PROBLEM SET:
1: Can you reproduce the passage of the image-service design article between "Go: The choice" and "for image processing.", inclusive?
2: Answer these about the image-service design article:
(a) What example of format conversion is given for on-the-fly transformation?
(b) Which language is chosen for the API service?
(c) What two examples are given for the cache layer?

EXCERPT TO READ:
+++++

Jun 18, 2025

Design your own (mini) Cloudflare Images

Services like Cloudflare Images and Imgix offer a powerful, off-the-shelf solution for hosting and processing images. They abstract away the complexity, providing a simple API to solve a difficult problem. What architectural patterns and trade-offs are involved in designing a system that can ingest, process, and serve millions of images efficiently and reliably? I love systems design and I use Cloudflare often, so let's design a mini version of our own:

Core Functional Requirements:

Image Ingestion: A write-heavy endpoint capable of handling high-throughput uploads.
Persistent Storage: A durable, highly-available, and scalable object store for original, high-quality images.
On-the-Fly Transformation: Real-time image processing for resizing, cropping, watermarking, and format conversion (e.g., JPEG to WebP/AVIF).
Global Content Delivery: Low-latency delivery of processed images to users worldwide.
High Availability & Fault Tolerance: The system must be resilient to component failures.

Hopefully you'll learn basic systems design principles, such as handling object storage or caching strategies.

A Simple Implementation

For learning purposes, let's pretend we already have a mini prototype that handles this. We'll keep the stack for our prototype minimal:

Go: The choice for the API service, it's fast, simple, has built-in concurrency, and a strong standard library.
FFmpeg - A powerhouse for image processing.

[User Request]
|
V
[Go API Server]
| |
| V
| [Image Storage] (e.g., local disk, S3-compatible storage)
| ^
| |
V |
[FFmpeg Processor]
|
V
[Cache Layer] (e.g., in-memory, Redis)

+++++

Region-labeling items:
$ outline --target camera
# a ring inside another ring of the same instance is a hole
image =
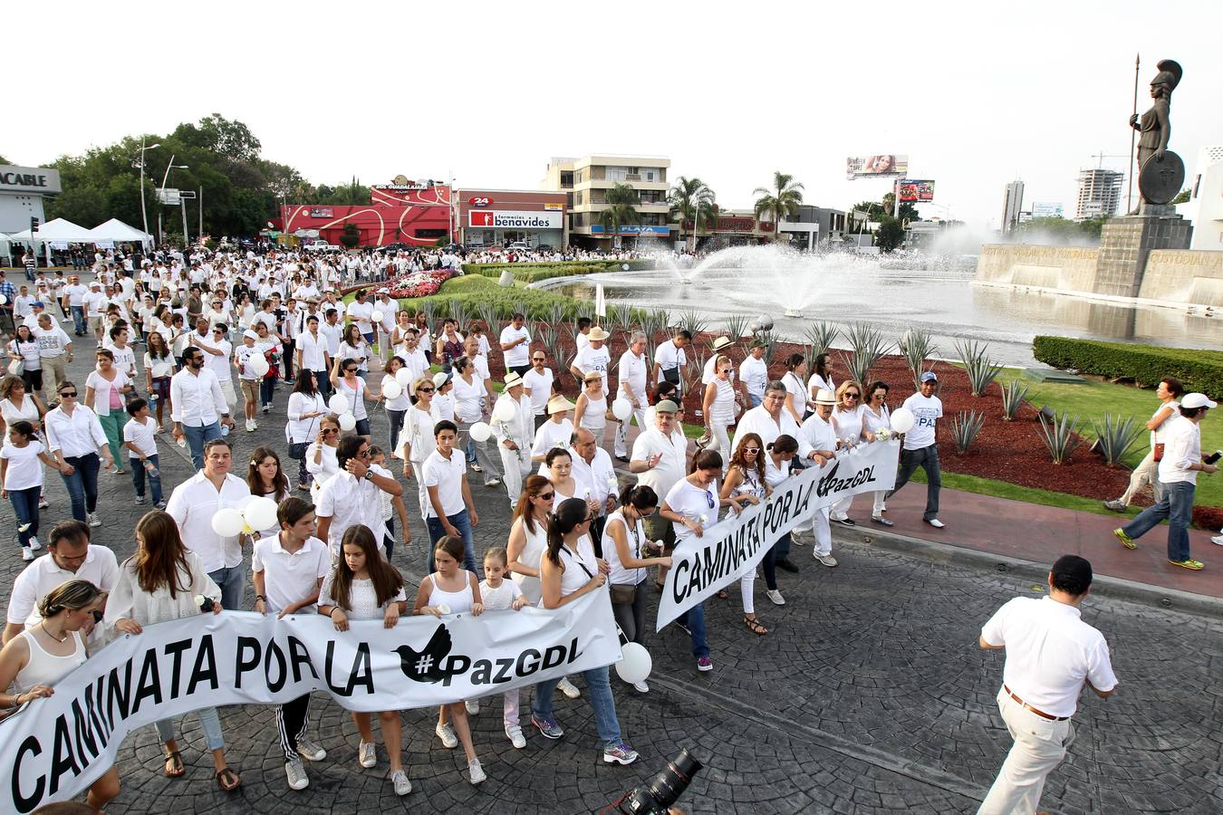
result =
[[[684,748],[657,776],[631,791],[613,806],[625,815],[667,815],[671,804],[684,794],[692,777],[703,766],[687,751],[687,748]]]

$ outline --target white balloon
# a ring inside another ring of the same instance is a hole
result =
[[[914,413],[909,408],[896,408],[892,412],[892,429],[896,433],[909,433],[914,426]]]
[[[278,527],[276,502],[260,495],[246,505],[242,510],[242,517],[246,518],[246,524],[251,529],[275,529]]]
[[[514,403],[514,400],[498,400],[497,406],[493,408],[493,418],[498,422],[512,422],[517,413],[519,407]]]
[[[612,402],[612,415],[620,419],[621,422],[626,420],[630,415],[632,415],[632,402],[624,398],[623,396],[616,401]]]
[[[645,682],[654,667],[649,651],[638,643],[625,643],[620,646],[623,659],[615,663],[616,674],[630,683]]]
[[[242,518],[241,512],[232,507],[218,510],[216,514],[213,516],[213,532],[221,538],[232,538],[242,532],[243,525],[246,525],[246,519]]]

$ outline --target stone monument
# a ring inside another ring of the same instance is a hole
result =
[[[1169,202],[1185,182],[1185,164],[1168,149],[1172,136],[1172,92],[1183,70],[1175,60],[1161,60],[1151,81],[1151,109],[1130,116],[1139,132],[1139,208],[1104,221],[1096,260],[1095,291],[1114,297],[1137,297],[1152,249],[1188,249],[1192,224],[1177,215]]]

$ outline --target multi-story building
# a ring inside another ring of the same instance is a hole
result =
[[[1075,204],[1074,219],[1086,221],[1117,215],[1124,180],[1125,174],[1115,170],[1080,170],[1079,200]]]
[[[667,205],[670,159],[643,155],[587,155],[580,159],[553,158],[541,187],[563,191],[567,196],[570,243],[609,248],[624,237],[648,236],[663,241],[671,237]],[[608,208],[607,192],[618,183],[637,193],[634,205],[640,221],[621,224],[612,235],[603,224]]]

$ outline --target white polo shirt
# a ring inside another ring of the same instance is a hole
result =
[[[286,552],[280,545],[280,535],[260,538],[251,555],[251,571],[263,572],[263,596],[269,612],[280,612],[302,598],[314,594],[319,578],[331,571],[331,556],[327,544],[313,535],[296,552]],[[311,604],[297,613],[314,613]]]
[[[89,580],[103,591],[110,591],[119,580],[119,562],[115,552],[105,546],[89,544],[84,562],[76,572],[60,568],[48,552],[26,567],[12,584],[9,595],[7,622],[37,626],[43,617],[38,613],[38,601],[67,580]]]
[[[165,511],[179,524],[183,545],[199,556],[205,572],[242,565],[242,546],[237,535],[221,538],[213,532],[218,510],[241,510],[251,500],[251,488],[234,473],[226,473],[221,489],[199,470],[174,488]]]
[[[462,501],[462,479],[466,477],[467,457],[461,450],[451,450],[449,461],[437,450],[424,459],[424,486],[438,488],[438,501],[442,502],[442,511],[446,517],[459,514],[467,508]],[[424,501],[424,517],[438,517],[433,511],[433,501]]]
[[[981,628],[981,639],[1007,646],[1003,682],[1051,716],[1074,715],[1084,679],[1097,690],[1117,687],[1104,635],[1053,598],[1008,601]]]

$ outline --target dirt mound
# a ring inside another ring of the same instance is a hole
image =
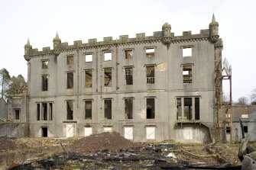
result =
[[[134,147],[132,142],[121,136],[118,133],[102,133],[92,134],[76,141],[71,146],[71,152],[87,152],[95,150],[118,151]]]
[[[7,150],[14,150],[16,149],[16,145],[15,141],[11,138],[6,136],[0,137],[0,152],[5,152]]]

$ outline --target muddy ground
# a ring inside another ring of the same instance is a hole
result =
[[[118,133],[103,133],[1,137],[0,144],[0,169],[241,169],[239,143],[132,143]]]

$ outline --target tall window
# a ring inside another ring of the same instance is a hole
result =
[[[125,68],[125,85],[132,85],[132,67]]]
[[[73,88],[73,72],[66,72],[66,88]]]
[[[154,84],[154,66],[147,66],[147,83]]]
[[[48,91],[48,76],[42,75],[42,91]]]
[[[92,69],[86,70],[86,88],[92,86]]]
[[[86,119],[92,119],[92,101],[86,101]]]

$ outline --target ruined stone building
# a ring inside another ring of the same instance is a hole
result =
[[[42,51],[28,40],[28,108],[18,110],[17,122],[28,123],[30,136],[115,130],[134,141],[207,142],[218,114],[218,30],[213,15],[198,34],[175,36],[165,23],[153,36],[72,45],[57,34],[53,49]]]

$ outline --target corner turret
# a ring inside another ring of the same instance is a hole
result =
[[[209,40],[215,43],[219,40],[219,23],[215,21],[214,14],[212,14],[212,22],[209,24],[210,37]]]
[[[164,23],[164,24],[162,26],[162,31],[163,31],[162,42],[164,44],[169,45],[171,41],[170,30],[171,30],[170,24],[169,24],[167,22]]]
[[[29,38],[28,38],[27,43],[24,47],[24,59],[28,62],[31,59],[29,56],[29,54],[31,53],[31,51],[32,50],[32,46],[31,45],[31,43],[29,42]]]
[[[56,33],[55,38],[53,38],[53,49],[59,49],[60,47],[61,40],[59,38],[58,32]]]

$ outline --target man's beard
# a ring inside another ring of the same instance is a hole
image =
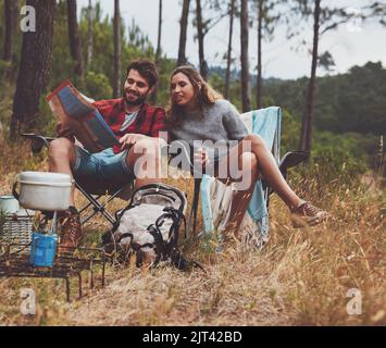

+++++

THE REPLIES:
1:
Go: The choice for the API service, it's fast, simple, has built-in concurrency, and a strong standard library.
FFmpeg - A powerhouse for image processing.

2:
(a) JPEG to WebP/AVIF
(b) Go
(c) In-memory and Redis